Task directions ▸
Could you extend the Walking Dead episode review below, carrying it on from its last sentence?
— Begin Page excerpt —
The Walking Dead "When the Dead Come Knocking" Review: The Cabin in the Woods
If you're looking for a solid blueprint for future "non-event" episodes of The Walking Dead, you can't do much better than "When the Dead Come Knocking," a flat-out entertaining hour that put things in place for a midseason finale that appears to be only the beginning of the impending war between Team Prison and The Woodbury Militia.
Just as humanity has been ripped out of many of our characters as they struggle to survive this kill-or-be-killed world, so too has subtlety been ripped out of the show. There aren't many original philosophical questions left for The Walking Dead to ask, so the future of the series will rely a lot less on thought and more on cracking skulls as it transforms into the ultimate road-trip-without-a-destination horror movie.
"When the Dead Come Knocking" understood this notion and had a blast being sinister, particularly in the scenes with Maggie and Glenn in the post-apocalyptic world's lamest bed-and-breakfast. Merle and The Governor were just plain rude to the little lovebirds, throwing punches instead of saying "please" and playing one-sided strip poker with heavy implications of savage rape in an attempt to learn the location of the rest of the group. Credit where credit is due: Glenn showed a lot of moxie by not giving up the details of the prison even as Merle threatened to cut off his schnozzle and later gave him a hungry new roommate; the latter event resulted in one of The Walking Dead's best sequences ever as Glenn became a man and a half in taking out that walker while duct-taped to a chair. What a frickin' badass! And that roar he let out after putting the chair leg—which was still taped to his arm—through the zombie's temple was a proud moment for breaking stereotypes of Asians on television everywhere. I kinda wish he had said some cool one-liner, like "Have a seat!" or "Chair today, gone tomorrow!" when he killed the zombie, though.
— End Page excerpt —
— Begin Data records —
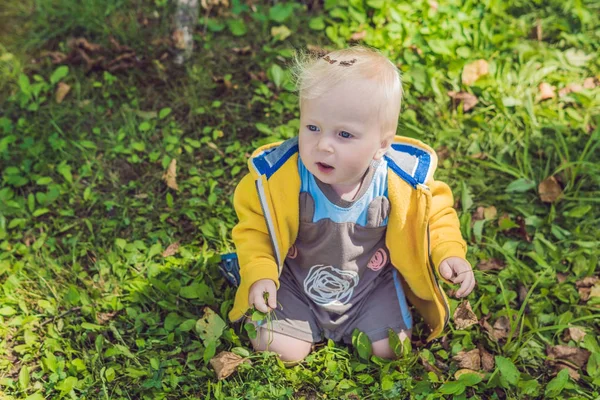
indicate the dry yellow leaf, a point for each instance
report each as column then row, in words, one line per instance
column 549, row 190
column 574, row 333
column 172, row 249
column 547, row 91
column 61, row 91
column 469, row 100
column 463, row 371
column 468, row 359
column 170, row 176
column 225, row 363
column 474, row 71
column 464, row 315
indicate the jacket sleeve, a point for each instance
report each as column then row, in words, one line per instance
column 251, row 236
column 444, row 226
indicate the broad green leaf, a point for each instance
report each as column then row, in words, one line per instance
column 557, row 384
column 7, row 311
column 466, row 199
column 67, row 385
column 520, row 185
column 58, row 74
column 65, row 170
column 36, row 396
column 109, row 374
column 258, row 315
column 24, row 377
column 507, row 370
column 210, row 350
column 171, row 321
column 144, row 126
column 453, row 387
column 196, row 291
column 276, row 74
column 593, row 365
column 91, row 327
column 317, row 24
column 210, row 326
column 237, row 27
column 281, row 12
column 362, row 344
column 120, row 243
column 250, row 330
column 187, row 325
column 469, row 379
column 164, row 113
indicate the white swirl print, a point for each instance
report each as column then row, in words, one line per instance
column 328, row 286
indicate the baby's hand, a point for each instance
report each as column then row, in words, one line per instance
column 458, row 270
column 257, row 295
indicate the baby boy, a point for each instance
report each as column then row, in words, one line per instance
column 344, row 226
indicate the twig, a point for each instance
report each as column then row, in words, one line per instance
column 60, row 316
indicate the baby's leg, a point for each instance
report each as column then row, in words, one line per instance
column 385, row 308
column 382, row 348
column 292, row 329
column 289, row 349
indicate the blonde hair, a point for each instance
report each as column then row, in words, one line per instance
column 316, row 74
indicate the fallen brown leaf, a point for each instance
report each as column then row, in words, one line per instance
column 464, row 316
column 468, row 359
column 584, row 293
column 178, row 37
column 487, row 359
column 589, row 83
column 493, row 264
column 588, row 281
column 103, row 318
column 577, row 356
column 571, row 87
column 547, row 91
column 61, row 91
column 84, row 44
column 501, row 328
column 490, row 213
column 549, row 190
column 478, row 214
column 358, row 36
column 56, row 56
column 225, row 363
column 171, row 250
column 469, row 100
column 208, row 4
column 170, row 176
column 574, row 333
column 474, row 71
column 242, row 50
column 463, row 371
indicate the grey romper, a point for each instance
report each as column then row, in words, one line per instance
column 337, row 275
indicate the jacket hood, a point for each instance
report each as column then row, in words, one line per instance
column 412, row 160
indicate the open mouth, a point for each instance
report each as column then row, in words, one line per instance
column 324, row 168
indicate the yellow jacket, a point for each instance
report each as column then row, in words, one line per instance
column 423, row 228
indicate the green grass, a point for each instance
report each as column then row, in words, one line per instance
column 89, row 306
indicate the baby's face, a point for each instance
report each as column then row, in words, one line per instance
column 340, row 134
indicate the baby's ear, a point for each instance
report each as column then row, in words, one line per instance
column 386, row 142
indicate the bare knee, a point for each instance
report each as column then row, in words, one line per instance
column 382, row 348
column 289, row 349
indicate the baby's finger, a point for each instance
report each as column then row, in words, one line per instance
column 272, row 298
column 466, row 286
column 445, row 270
column 259, row 304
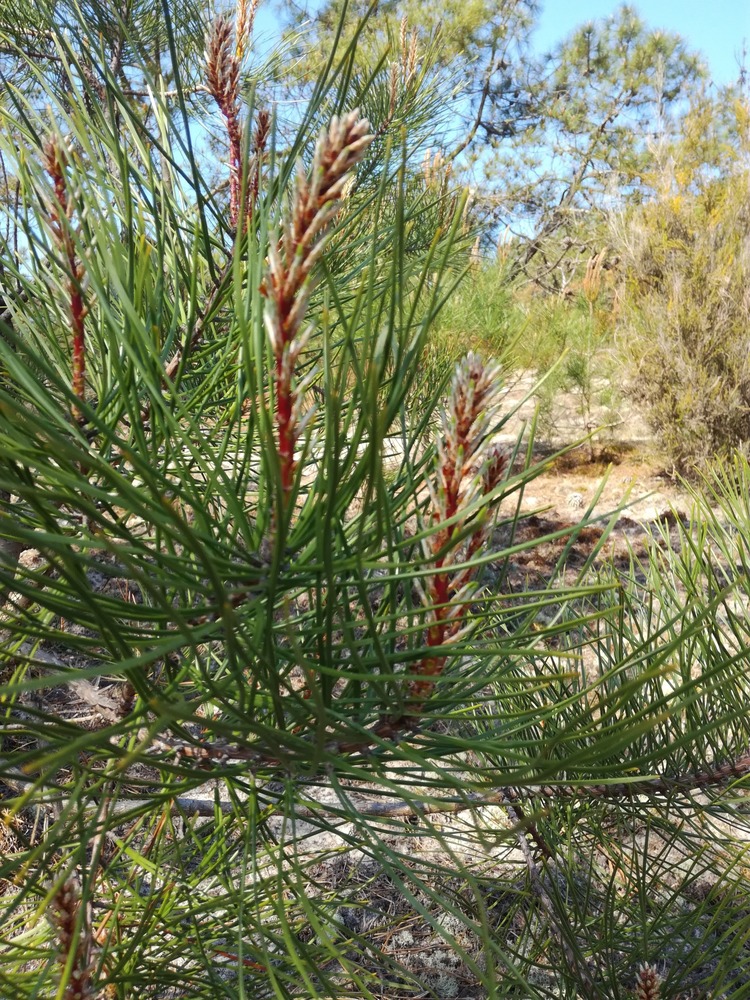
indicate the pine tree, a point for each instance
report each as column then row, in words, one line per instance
column 278, row 719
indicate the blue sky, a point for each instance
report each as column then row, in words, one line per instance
column 716, row 28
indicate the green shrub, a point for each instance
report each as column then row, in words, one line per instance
column 685, row 321
column 280, row 719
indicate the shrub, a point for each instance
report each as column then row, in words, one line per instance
column 280, row 719
column 685, row 320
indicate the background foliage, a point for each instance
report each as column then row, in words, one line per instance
column 280, row 721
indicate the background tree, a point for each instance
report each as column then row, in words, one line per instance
column 264, row 645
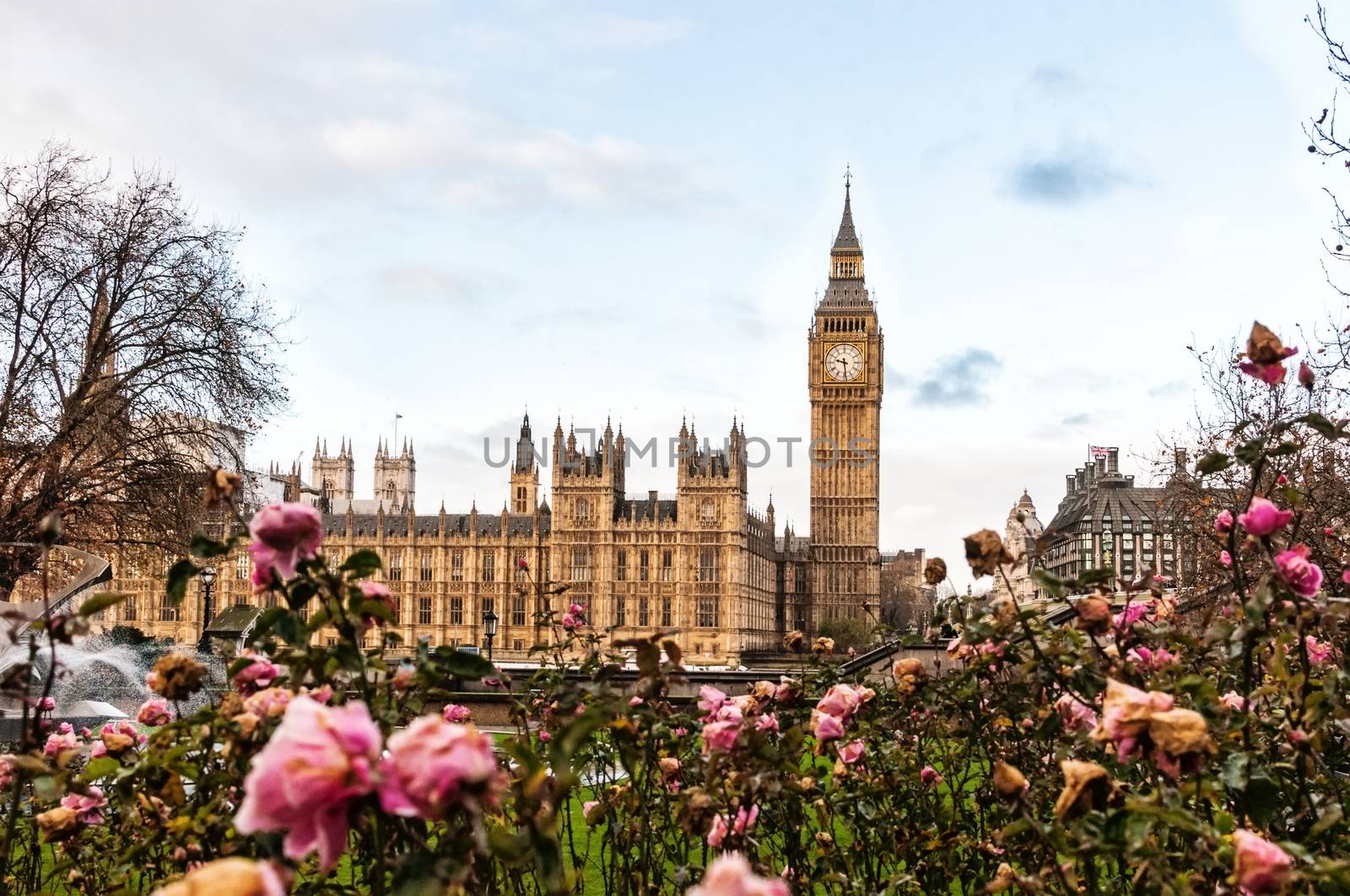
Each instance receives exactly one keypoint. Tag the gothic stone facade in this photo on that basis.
(701, 563)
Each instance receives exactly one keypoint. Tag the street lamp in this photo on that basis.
(490, 630)
(208, 579)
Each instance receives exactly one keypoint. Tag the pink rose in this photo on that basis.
(283, 536)
(1234, 700)
(60, 742)
(1264, 517)
(1125, 715)
(88, 806)
(1320, 653)
(432, 765)
(1261, 866)
(154, 713)
(1295, 569)
(710, 699)
(1149, 657)
(456, 713)
(731, 875)
(852, 752)
(841, 700)
(1077, 714)
(825, 726)
(721, 736)
(256, 677)
(267, 702)
(305, 779)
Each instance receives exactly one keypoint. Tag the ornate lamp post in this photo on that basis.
(208, 579)
(490, 630)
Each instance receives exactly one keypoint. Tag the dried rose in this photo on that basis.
(1087, 785)
(1094, 614)
(58, 823)
(1007, 780)
(985, 551)
(220, 486)
(176, 677)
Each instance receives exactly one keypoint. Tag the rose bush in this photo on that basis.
(1147, 742)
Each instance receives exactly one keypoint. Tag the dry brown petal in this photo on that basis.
(57, 823)
(1180, 733)
(935, 571)
(220, 486)
(1086, 785)
(177, 677)
(1094, 614)
(1007, 780)
(985, 551)
(222, 877)
(1264, 347)
(1003, 879)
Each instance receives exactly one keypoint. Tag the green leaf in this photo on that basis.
(1249, 451)
(180, 575)
(1212, 461)
(207, 548)
(1235, 771)
(100, 767)
(1326, 819)
(101, 602)
(362, 564)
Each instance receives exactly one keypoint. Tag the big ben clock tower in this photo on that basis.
(844, 377)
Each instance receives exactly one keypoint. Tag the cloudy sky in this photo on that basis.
(627, 208)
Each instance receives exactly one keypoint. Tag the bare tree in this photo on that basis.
(135, 355)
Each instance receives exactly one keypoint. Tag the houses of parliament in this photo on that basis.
(701, 563)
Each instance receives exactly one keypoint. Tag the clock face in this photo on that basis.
(844, 362)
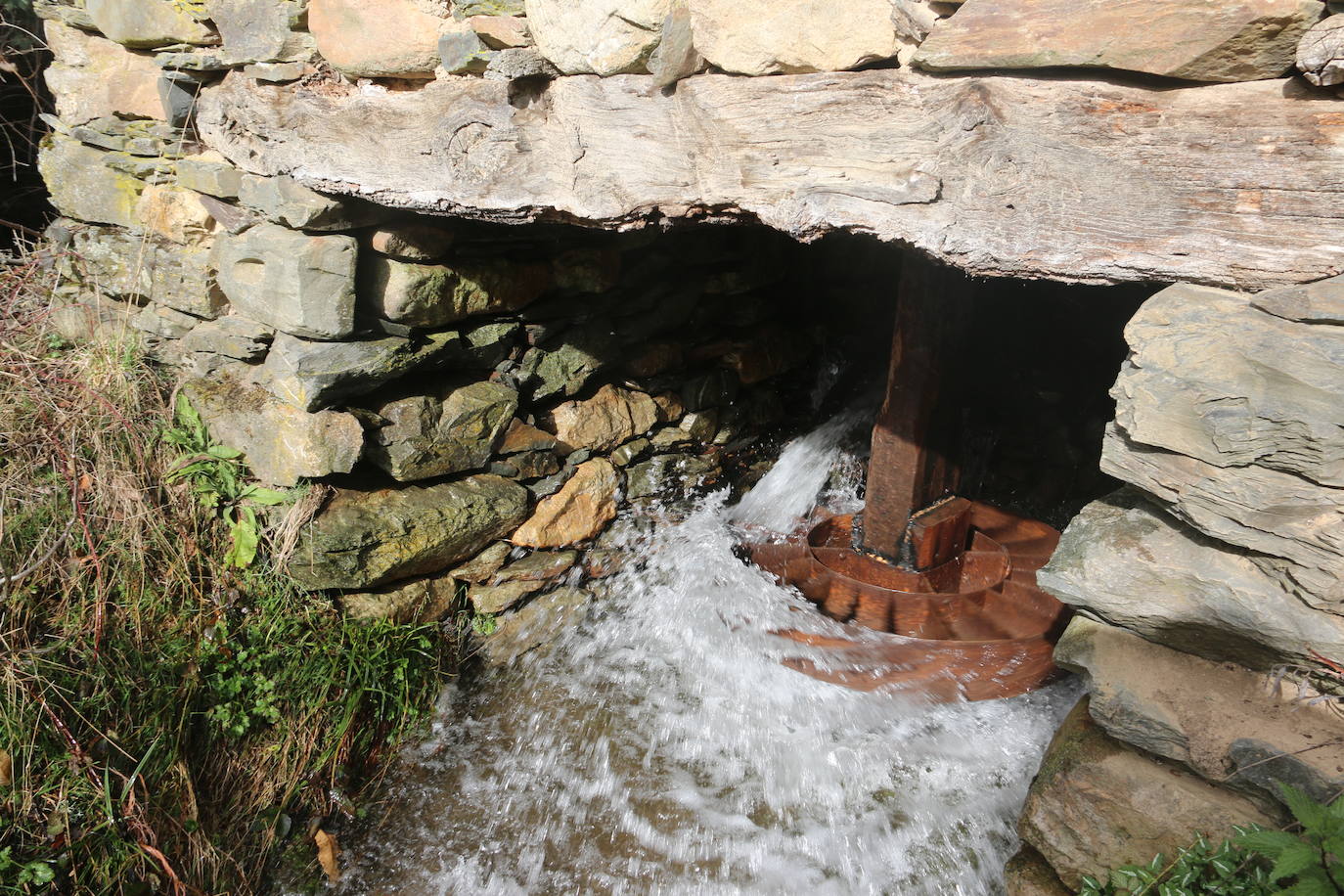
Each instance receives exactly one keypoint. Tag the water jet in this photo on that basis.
(938, 591)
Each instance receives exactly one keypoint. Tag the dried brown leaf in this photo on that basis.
(328, 855)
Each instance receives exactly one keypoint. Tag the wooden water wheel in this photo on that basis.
(938, 593)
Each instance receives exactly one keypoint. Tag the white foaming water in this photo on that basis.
(790, 488)
(660, 747)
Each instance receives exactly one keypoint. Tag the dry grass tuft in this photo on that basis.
(167, 724)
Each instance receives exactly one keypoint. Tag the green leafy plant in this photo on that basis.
(1309, 860)
(484, 623)
(23, 876)
(1254, 863)
(1199, 870)
(218, 479)
(132, 657)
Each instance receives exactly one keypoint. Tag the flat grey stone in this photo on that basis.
(281, 443)
(369, 536)
(441, 432)
(295, 283)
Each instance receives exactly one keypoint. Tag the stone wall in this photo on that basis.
(1208, 589)
(245, 187)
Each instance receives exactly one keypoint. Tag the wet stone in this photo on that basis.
(535, 625)
(319, 374)
(412, 242)
(366, 538)
(427, 435)
(437, 294)
(287, 202)
(295, 283)
(578, 512)
(484, 564)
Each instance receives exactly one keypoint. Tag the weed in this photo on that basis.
(1199, 870)
(218, 479)
(1254, 863)
(1312, 859)
(169, 705)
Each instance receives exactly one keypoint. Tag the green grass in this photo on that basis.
(168, 722)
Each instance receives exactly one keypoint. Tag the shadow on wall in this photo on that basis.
(23, 97)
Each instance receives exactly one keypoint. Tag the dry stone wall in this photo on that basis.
(273, 197)
(1208, 589)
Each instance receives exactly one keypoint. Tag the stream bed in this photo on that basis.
(660, 745)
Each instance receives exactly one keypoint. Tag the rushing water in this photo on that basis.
(660, 747)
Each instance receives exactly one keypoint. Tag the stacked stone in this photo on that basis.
(1207, 589)
(480, 400)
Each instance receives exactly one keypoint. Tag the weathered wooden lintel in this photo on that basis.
(1085, 180)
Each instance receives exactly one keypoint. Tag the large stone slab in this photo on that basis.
(280, 442)
(378, 38)
(438, 294)
(1320, 53)
(578, 512)
(1260, 388)
(290, 203)
(1208, 715)
(82, 184)
(789, 36)
(93, 76)
(1097, 803)
(259, 29)
(603, 422)
(434, 434)
(295, 283)
(143, 267)
(319, 374)
(419, 601)
(1009, 176)
(1294, 525)
(366, 538)
(1238, 427)
(1128, 563)
(1232, 40)
(148, 23)
(597, 36)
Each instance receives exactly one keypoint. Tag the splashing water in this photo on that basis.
(660, 747)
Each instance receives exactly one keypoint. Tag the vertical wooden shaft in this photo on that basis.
(915, 442)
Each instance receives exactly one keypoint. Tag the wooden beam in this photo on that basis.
(916, 458)
(1089, 180)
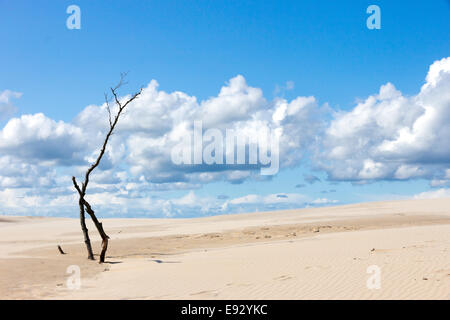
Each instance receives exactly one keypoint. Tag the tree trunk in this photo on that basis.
(87, 241)
(100, 230)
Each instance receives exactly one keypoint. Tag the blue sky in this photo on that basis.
(322, 48)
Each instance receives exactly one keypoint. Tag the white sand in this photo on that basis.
(298, 254)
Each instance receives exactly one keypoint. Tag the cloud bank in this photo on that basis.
(388, 136)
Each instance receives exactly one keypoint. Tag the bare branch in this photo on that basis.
(84, 205)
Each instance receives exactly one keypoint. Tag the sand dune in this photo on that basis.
(297, 254)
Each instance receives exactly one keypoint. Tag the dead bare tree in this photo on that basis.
(84, 205)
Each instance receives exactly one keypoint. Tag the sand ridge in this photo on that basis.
(297, 254)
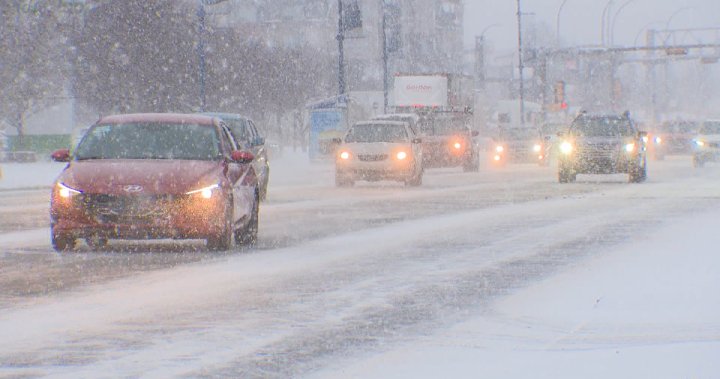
— End Data records —
Response to the exercise ▸
Maggie also held her ground for as long as she could and steeled herself to be forcefully "governed" rather than give up the location of the group. That scene in which The Governor made her strip and pushed her head onto the table could have gotten real bad real quick if he'd actually gone through with it, but it appears that even the television version of The Governor has limitations on what he is and isn't willing to do. The Walking Dead under close watch for its gratuitous violence, and adding a rape would only draw the wrong kind of attention to the show. Those who've read the comics know that a similar scene didn't pull up short, so I'm assuming there was some discussion of what should have been done here and it was the right decision. No one wants to see rape except for virginal Japanese business men with schoolgirl and tentacle fetishes. Rape sucks. There, I said it.
It was only when The Governor put a gun to Glenn's forehead that Maggie reluctantly blurted out "prison." If we're being honest here, I probably would have spilled everything as soon as Merle started taping me to a chair because I have hairy arms and that stuff hurts coming off! But seriously, in this day of every man for himself, the amount that MagGlenn was willing to endure earns mad respect. The real scary part, which I'm surprised the episode didn't focus on more, was that Maggie and Glenn could hear each other while they were in separate rooms. I don't like to commend despicable behavior that often, but that was some good torturin' and Merle and The Governor each deserve a raise.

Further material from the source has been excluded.